**Given instruction:**
Display each line of the material that contains the word "outline", copied in full.

**Data provided:**
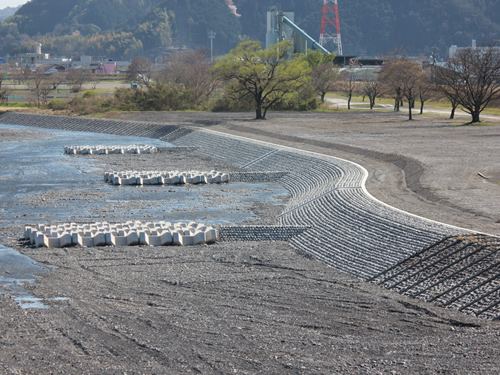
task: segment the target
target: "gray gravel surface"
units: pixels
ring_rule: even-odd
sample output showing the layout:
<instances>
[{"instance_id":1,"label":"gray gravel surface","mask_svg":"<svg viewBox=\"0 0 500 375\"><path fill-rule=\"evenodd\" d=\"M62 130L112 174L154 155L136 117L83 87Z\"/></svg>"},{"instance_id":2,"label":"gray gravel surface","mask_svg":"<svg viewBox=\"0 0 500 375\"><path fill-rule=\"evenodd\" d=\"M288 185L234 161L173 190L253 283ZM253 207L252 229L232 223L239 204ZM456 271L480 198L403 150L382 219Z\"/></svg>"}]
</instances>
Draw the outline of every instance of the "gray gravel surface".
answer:
<instances>
[{"instance_id":1,"label":"gray gravel surface","mask_svg":"<svg viewBox=\"0 0 500 375\"><path fill-rule=\"evenodd\" d=\"M397 115L384 114L377 120L379 128L365 114L269 114L273 118L264 122L246 120L251 114L134 116L171 125L208 126L356 158L375 171L370 192L385 197L387 203L498 233L498 184L476 181L477 171L495 176L492 159L480 150L498 151L493 141L498 127L455 128L421 118L408 124ZM433 126L424 127L427 123ZM441 134L442 142L449 142L447 132L459 132L457 143L447 146L447 152L456 156L449 158L451 172L443 172L446 168L438 159L424 163L426 154L417 155L413 139L407 140L409 156L396 150L404 146L405 128L411 134L408 138L420 135L427 152L436 154L446 150L436 151L432 139ZM428 135L434 128L438 133ZM324 142L330 132L331 137L344 134L349 142L337 139L328 146ZM478 139L481 132L486 136L474 149L478 154L465 157L475 164L469 174L458 173L465 138ZM375 133L378 141L370 142ZM347 146L355 149L347 152ZM364 154L359 151L362 147L367 150ZM400 159L418 161L419 178L409 177L408 160L398 168L399 159L384 159L398 152L405 155ZM177 157L186 166L199 163L190 153ZM130 160L94 158L99 168L119 163L140 167L139 159L128 156ZM425 182L432 175L438 176L435 181ZM433 189L437 185L460 187L463 195L456 199L445 189ZM466 196L477 204L469 205ZM281 202L256 204L252 210L259 220L248 224L276 223L282 209ZM500 369L497 321L384 290L336 271L286 242L35 249L19 239L21 230L2 227L2 242L46 267L55 266L27 286L50 308L23 310L10 297L0 296L1 373L496 374Z\"/></svg>"}]
</instances>

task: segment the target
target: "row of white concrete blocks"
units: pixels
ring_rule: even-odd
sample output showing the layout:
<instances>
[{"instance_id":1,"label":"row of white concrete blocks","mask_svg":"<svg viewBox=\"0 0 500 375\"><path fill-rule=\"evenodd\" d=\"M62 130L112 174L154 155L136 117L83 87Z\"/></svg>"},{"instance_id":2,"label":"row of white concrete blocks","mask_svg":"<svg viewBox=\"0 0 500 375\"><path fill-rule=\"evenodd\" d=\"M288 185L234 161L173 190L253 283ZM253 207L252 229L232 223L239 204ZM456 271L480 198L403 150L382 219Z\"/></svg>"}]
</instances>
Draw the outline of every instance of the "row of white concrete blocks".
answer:
<instances>
[{"instance_id":1,"label":"row of white concrete blocks","mask_svg":"<svg viewBox=\"0 0 500 375\"><path fill-rule=\"evenodd\" d=\"M154 154L158 149L149 145L131 146L64 146L69 155L108 155L108 154Z\"/></svg>"},{"instance_id":2,"label":"row of white concrete blocks","mask_svg":"<svg viewBox=\"0 0 500 375\"><path fill-rule=\"evenodd\" d=\"M113 185L220 184L229 182L229 175L217 171L125 171L106 172L104 181Z\"/></svg>"},{"instance_id":3,"label":"row of white concrete blocks","mask_svg":"<svg viewBox=\"0 0 500 375\"><path fill-rule=\"evenodd\" d=\"M211 244L218 231L194 221L189 223L127 221L123 224L38 224L25 226L24 238L36 247L66 246L187 246Z\"/></svg>"}]
</instances>

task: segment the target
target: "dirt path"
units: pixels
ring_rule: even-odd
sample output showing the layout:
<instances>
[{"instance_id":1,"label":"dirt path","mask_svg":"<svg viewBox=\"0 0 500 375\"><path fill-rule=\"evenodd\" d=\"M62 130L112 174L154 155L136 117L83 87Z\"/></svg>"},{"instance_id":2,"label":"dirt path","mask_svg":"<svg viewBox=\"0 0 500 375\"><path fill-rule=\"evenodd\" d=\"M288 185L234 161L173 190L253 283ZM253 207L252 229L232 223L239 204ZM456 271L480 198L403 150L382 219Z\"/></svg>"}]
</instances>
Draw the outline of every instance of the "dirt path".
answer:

**Response to this exercise:**
Draw the outline of every instance of the "gray gravel surface".
Draw the outline of every instance of the "row of white concrete blocks".
Draw the outline of every instance of the "dirt path".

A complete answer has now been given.